(Dataset items)

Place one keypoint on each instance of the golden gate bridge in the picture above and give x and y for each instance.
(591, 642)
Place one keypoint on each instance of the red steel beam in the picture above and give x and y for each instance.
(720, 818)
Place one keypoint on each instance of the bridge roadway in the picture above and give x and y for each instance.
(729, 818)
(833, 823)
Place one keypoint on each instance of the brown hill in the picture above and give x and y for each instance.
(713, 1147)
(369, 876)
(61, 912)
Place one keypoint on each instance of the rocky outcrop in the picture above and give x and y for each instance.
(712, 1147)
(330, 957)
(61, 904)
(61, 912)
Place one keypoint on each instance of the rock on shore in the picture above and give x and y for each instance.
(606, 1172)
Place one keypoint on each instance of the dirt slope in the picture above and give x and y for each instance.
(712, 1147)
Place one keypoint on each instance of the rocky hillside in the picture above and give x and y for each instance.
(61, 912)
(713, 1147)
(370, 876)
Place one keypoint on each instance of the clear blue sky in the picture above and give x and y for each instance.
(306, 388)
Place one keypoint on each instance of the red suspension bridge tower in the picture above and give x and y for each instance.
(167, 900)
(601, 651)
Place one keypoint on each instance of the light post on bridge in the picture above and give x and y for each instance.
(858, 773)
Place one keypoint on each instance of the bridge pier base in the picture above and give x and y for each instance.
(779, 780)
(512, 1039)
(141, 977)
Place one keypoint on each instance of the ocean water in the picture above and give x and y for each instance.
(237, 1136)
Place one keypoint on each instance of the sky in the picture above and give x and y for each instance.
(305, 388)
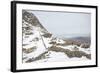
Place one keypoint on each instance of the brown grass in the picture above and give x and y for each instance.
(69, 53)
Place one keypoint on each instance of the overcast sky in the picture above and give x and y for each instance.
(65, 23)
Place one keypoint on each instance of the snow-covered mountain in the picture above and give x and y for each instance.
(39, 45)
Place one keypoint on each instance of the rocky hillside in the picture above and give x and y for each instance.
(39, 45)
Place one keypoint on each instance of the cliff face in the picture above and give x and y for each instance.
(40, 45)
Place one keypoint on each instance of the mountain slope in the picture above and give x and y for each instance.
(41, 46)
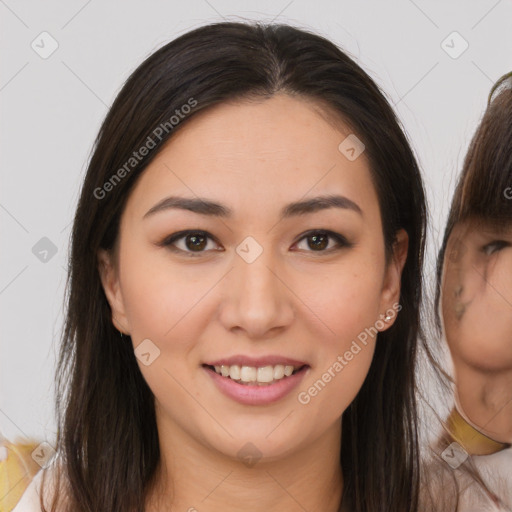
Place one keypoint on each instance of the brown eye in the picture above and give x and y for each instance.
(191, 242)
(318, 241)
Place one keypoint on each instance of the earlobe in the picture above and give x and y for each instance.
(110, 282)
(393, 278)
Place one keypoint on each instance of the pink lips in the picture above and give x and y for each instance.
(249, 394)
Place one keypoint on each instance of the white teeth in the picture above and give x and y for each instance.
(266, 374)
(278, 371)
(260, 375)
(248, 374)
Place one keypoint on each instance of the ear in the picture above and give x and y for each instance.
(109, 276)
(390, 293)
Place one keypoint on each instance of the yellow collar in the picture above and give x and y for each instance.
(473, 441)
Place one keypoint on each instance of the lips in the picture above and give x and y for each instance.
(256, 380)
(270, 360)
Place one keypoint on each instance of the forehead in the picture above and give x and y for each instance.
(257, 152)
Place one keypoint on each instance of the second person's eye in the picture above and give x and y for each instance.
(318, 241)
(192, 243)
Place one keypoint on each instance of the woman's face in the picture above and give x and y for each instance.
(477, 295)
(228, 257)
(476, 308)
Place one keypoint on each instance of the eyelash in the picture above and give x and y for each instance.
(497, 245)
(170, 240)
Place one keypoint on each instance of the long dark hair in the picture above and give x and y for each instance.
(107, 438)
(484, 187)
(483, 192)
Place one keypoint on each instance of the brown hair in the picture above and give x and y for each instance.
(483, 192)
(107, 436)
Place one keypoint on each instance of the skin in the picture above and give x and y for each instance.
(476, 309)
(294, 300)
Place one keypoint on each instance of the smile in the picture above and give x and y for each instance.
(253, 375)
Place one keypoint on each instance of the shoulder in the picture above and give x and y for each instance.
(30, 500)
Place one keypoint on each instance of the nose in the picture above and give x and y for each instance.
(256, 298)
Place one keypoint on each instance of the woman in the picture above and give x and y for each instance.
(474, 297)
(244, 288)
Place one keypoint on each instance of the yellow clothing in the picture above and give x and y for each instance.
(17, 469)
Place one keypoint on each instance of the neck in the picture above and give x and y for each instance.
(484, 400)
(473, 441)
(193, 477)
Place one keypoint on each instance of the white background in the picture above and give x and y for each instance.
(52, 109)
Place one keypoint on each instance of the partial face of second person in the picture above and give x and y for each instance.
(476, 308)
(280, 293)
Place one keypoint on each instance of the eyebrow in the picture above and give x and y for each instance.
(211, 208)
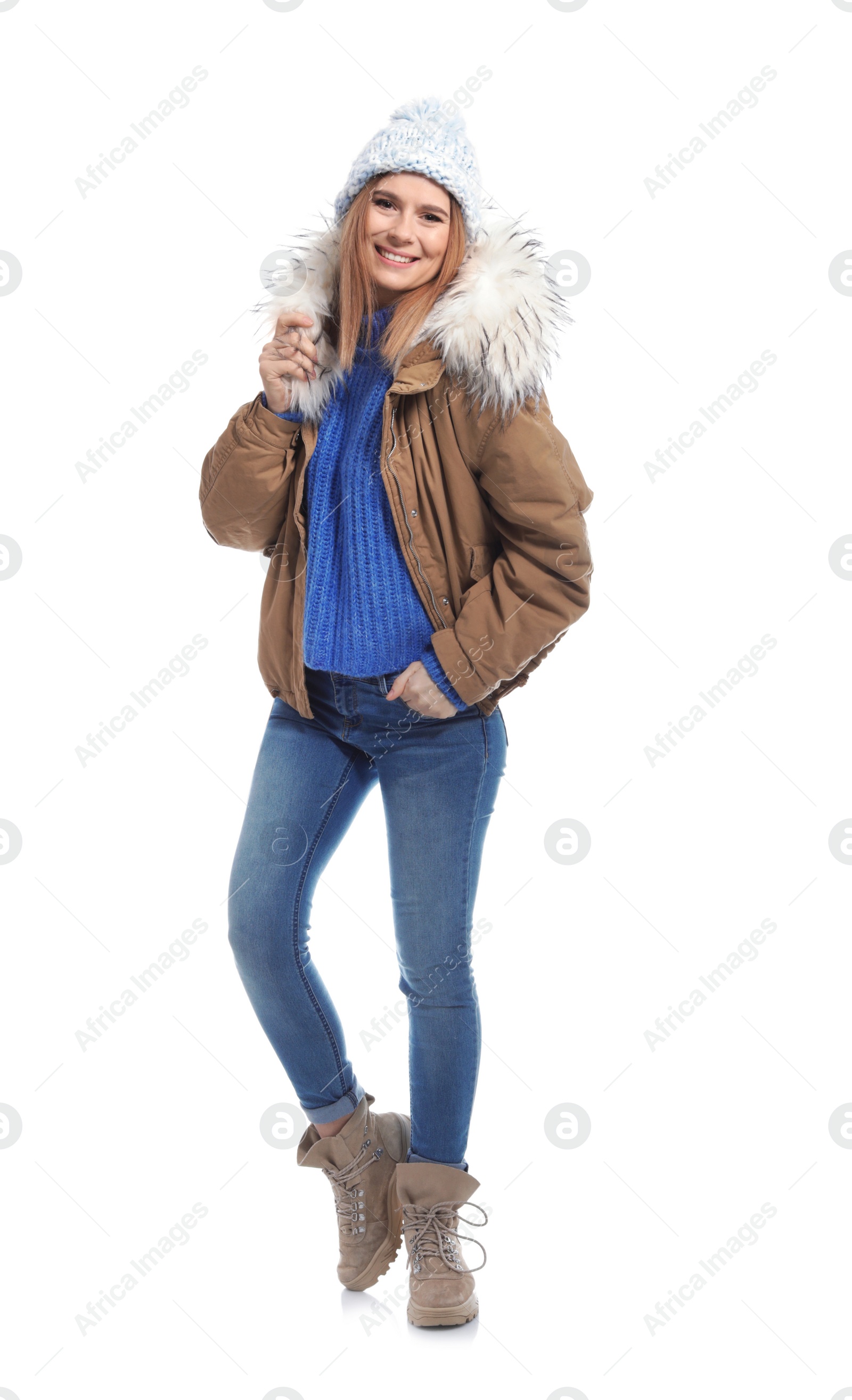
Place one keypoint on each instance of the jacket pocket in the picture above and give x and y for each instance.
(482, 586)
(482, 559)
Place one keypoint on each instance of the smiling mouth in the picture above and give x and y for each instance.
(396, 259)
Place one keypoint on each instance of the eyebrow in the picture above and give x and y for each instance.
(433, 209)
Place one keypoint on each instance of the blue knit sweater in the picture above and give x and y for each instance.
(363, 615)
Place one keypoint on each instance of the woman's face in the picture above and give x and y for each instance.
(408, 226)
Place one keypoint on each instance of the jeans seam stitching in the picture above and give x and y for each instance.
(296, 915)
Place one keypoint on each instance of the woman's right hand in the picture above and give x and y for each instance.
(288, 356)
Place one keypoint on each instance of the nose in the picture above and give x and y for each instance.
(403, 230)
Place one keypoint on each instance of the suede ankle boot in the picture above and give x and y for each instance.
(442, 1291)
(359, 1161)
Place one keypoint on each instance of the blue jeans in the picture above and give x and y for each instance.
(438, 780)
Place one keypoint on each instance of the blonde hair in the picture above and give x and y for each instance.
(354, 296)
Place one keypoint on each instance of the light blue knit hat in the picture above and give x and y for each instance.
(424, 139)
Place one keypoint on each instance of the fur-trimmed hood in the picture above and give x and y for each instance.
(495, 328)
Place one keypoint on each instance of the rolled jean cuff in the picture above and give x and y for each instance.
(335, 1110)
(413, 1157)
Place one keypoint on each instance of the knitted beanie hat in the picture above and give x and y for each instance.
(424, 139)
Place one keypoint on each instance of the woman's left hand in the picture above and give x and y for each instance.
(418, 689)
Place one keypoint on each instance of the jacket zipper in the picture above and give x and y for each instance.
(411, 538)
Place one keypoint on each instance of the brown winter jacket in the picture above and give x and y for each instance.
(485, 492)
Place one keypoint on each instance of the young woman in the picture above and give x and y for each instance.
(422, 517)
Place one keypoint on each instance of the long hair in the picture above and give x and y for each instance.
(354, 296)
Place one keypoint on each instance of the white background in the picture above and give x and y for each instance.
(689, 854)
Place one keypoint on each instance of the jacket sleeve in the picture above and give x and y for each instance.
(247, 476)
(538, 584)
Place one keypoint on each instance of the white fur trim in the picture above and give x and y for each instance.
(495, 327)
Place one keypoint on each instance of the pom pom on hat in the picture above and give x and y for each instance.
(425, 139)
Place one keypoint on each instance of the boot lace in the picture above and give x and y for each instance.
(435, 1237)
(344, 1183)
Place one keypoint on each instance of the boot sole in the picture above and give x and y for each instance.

§ **TASK TO CARRY OUT**:
Write the full listing out again with every line unchanged, but include no pictures.

§ **FULL OUTPUT**:
Place one keypoint on each instance of the golden gate bridge in the picture above and give x and y for each instance.
(591, 642)
Place one keypoint on each instance of the red steel beam in the picture above and give x and y for each instance.
(720, 818)
Place one keypoint on each instance of the bridge roadway in the picture above and give x and y for each instance.
(729, 818)
(833, 823)
Place one keypoint on each instance of the brown hill in the picture above and give x and y for each instance.
(713, 1147)
(369, 876)
(61, 912)
Place one keypoint on each instance of the rocky outcrop in the picture above and give x and y for each instance.
(712, 1147)
(330, 957)
(61, 904)
(61, 912)
Place one keypoint on each instance of the rock on shore in the picture above and give x and y for each instance.
(606, 1172)
Place one keypoint on each instance of the dirt slope in the picture above and give x and y for each instance.
(712, 1147)
Place one keypoint on each instance of the rocky hillside in the picture above and give x and y for each instance.
(61, 912)
(713, 1147)
(370, 876)
Place one keypoint on each instance of the clear blue sky in the picture above and give x and y for each instance.
(306, 388)
Place one keypoint on each instance of the red suspension bridge tower in the picture above and give x and y for each instance.
(167, 900)
(601, 651)
Place one keypoint on each instance of the light post on bridge in the picture above and give x and y for each instance.
(858, 773)
Place one keypoint on each instance of the bridge pier base in the picture above and give x and y for each instance.
(779, 780)
(512, 1039)
(141, 977)
Place one keypoint on each instance of the ocean water in the picture above and give x and y for each instance.
(237, 1136)
Place one keypoint on each instance of the sky in the picture above and give x and y for each instance.
(305, 388)
Place one keypoint on each instance of the brown grass in the picture above and give x and y for each instance.
(69, 53)
Place one keypoint on each instance of the overcast sky in the picture above and give x and y for each instance.
(65, 23)
Place one keypoint on each instance of the snow-covered mountain in the picture above and give x and y for each instance.
(39, 45)
Place one keypoint on each instance of the rocky hillside in the picture above and give x and y for each instance.
(39, 45)
Place one keypoint on each instance of the cliff face in the picture above and give x and y for each instance.
(40, 45)
Place one keypoint on each instance of the mountain slope in the picture above and give x and y for each instance.
(41, 46)
Place one keypoint on each instance of the brown eye in the picture above and give x and y for each instance.
(191, 242)
(318, 241)
Place one keypoint on each instance of the earlobe in the picture above and give x and y for each instance.
(110, 282)
(393, 278)
Place one keypoint on each instance of the pink lips in the picture above and give x and y for each instance.
(249, 394)
Place one keypoint on each instance of the white teeth in the picture above and give x and y for each instance.
(266, 374)
(278, 371)
(260, 375)
(248, 374)
Place one keypoint on each instance of the ear in the picture above and give x and y for each instance.
(109, 276)
(390, 293)
Place one keypoint on each instance of the yellow collar in the picture above and give x and y for each instance.
(473, 441)
Place one keypoint on each instance of the lips in the picture above and give x and y for each instance.
(256, 380)
(270, 360)
Place one keypoint on each instance of the forehead in the picture above and give x and y for each instance.
(257, 152)
Place one keypoint on each instance of the second person's eye in the picture above and give x and y for each instance.
(318, 241)
(192, 243)
Place one keypoint on each instance of the woman's face in the picture above and give x and y for each instance.
(477, 295)
(228, 257)
(476, 308)
Place one keypoint on each instance of the eyelash in the picture above and give x and y for each instance.
(497, 245)
(170, 240)
Place one keypoint on each instance of the long dark hair in the picture above and give x and y for each instance.
(107, 438)
(484, 187)
(483, 192)
Place one keypoint on each instance of the brown hair in the picture above and give x and y for each instance.
(483, 192)
(107, 436)
Place one keypoint on each instance of the skin in the picture above and give x and y for each instance.
(476, 309)
(294, 300)
Place one keypoint on each instance of the smile in the picture above and give x and y for each instance.
(253, 375)
Place one keypoint on each instance of the shoulder in the picture above and give x and y for each instance.
(30, 500)
Place one keypoint on each instance of the nose in the picture above and give x and y for each instance.
(256, 298)
Place one keypoint on each instance of the woman in the picture above and give x and y for each instance.
(474, 297)
(244, 288)
Place one keypoint on each instance of the yellow clothing in the picture above and give x and y for each instance.
(17, 469)
Place one keypoint on each instance of the neck in the picture above and give x and y for each instance.
(484, 400)
(473, 441)
(193, 477)
Place one keypoint on each instance of the white background in the picture above and give x and y for each instance.
(52, 109)
Place one keypoint on each instance of the partial face of second person in the picture above and give x and y for each instance.
(476, 308)
(280, 293)
Place one keypoint on each instance of the eyebrow in the picture above and give x and y for each instance.
(211, 208)
Place one keypoint on each instance of the jacket pocket in the picture above and give x and y for each instance.
(482, 586)
(482, 559)
Place one keypoint on each instance of the smiling mouth in the picture above and give x and y for each instance.
(396, 259)
Place one keypoint on each instance of the eyebrow in the picture above and give x and y for each instance.
(433, 209)
Place one keypoint on each instance of the blue knit sweater in the picture above and give x and y for each instance.
(363, 615)
Place one keypoint on each instance of the woman's face in the picture above and give x and y for each instance.
(408, 226)
Place one keypoint on each instance of the jeans seam stitching in the picture above and give x and y for each instance.
(296, 915)
Place one keypoint on each instance of the woman's right hand in the picture above and give x and y for each instance.
(288, 356)
Place one keypoint on each instance of the nose in the picture above and give x and y for each instance.
(403, 230)
Place one keypoint on each instance of the suede ankle boot in the picture above and give x and y for each instance.
(442, 1291)
(359, 1161)
Place one keypoint on each instance of the blue jeans in the picture above and give x and y for each instance.
(438, 780)
Place one keypoint on each instance of the blonde hair in the picture above and give x and y for each instance.
(354, 296)
Place one keypoint on each instance of the light blue knit hat in the picture above and give x and y for each instance.
(424, 139)
Place one keypoint on each instance of the fur-trimmed hood in the picture above and give x and y for each instance.
(495, 328)
Place one keypoint on each instance of the rolled jean cuff in the picture above and give x and y for each instance.
(335, 1110)
(413, 1157)
Place one keypoint on each instance of the knitted beanie hat in the picture above and give x and y for each instance.
(424, 139)
Place one keypoint on each instance of the woman's left hand in the picture above and give x and y for each instance.
(418, 689)
Place one keypoint on each instance of the jacket zipper in the picture above and give x and y for each instance.
(411, 538)
Place one keypoint on each instance of the brown winter jacket in the picture above and give x and y for each instance.
(485, 492)
Place one keypoint on each instance of the young woman in the picture above and give x and y for each instance.
(422, 517)
Place one keypoint on each instance of the long hair in the picture above and give x and y for each instance.
(354, 296)
Place one keypoint on each instance of the white background in the picture above and give x and y for each instance.
(689, 854)
Place one keypoint on each instance of the jacket sleeve in the picture above and give x and y for each instance.
(247, 476)
(538, 584)
Place one keypoint on each instance of the white fur trim in the picture above and give x and y for each instance.
(495, 327)
Place one keypoint on each instance of the pom pom on hat in the picture above and give x and y for each instance.
(425, 139)
Place one keypoint on each instance of the boot lace in the picture above and give x and y for each instance.
(435, 1237)
(344, 1183)
Place one keypoint on each instance of the boot sole in the picture above and give x and y for each instance.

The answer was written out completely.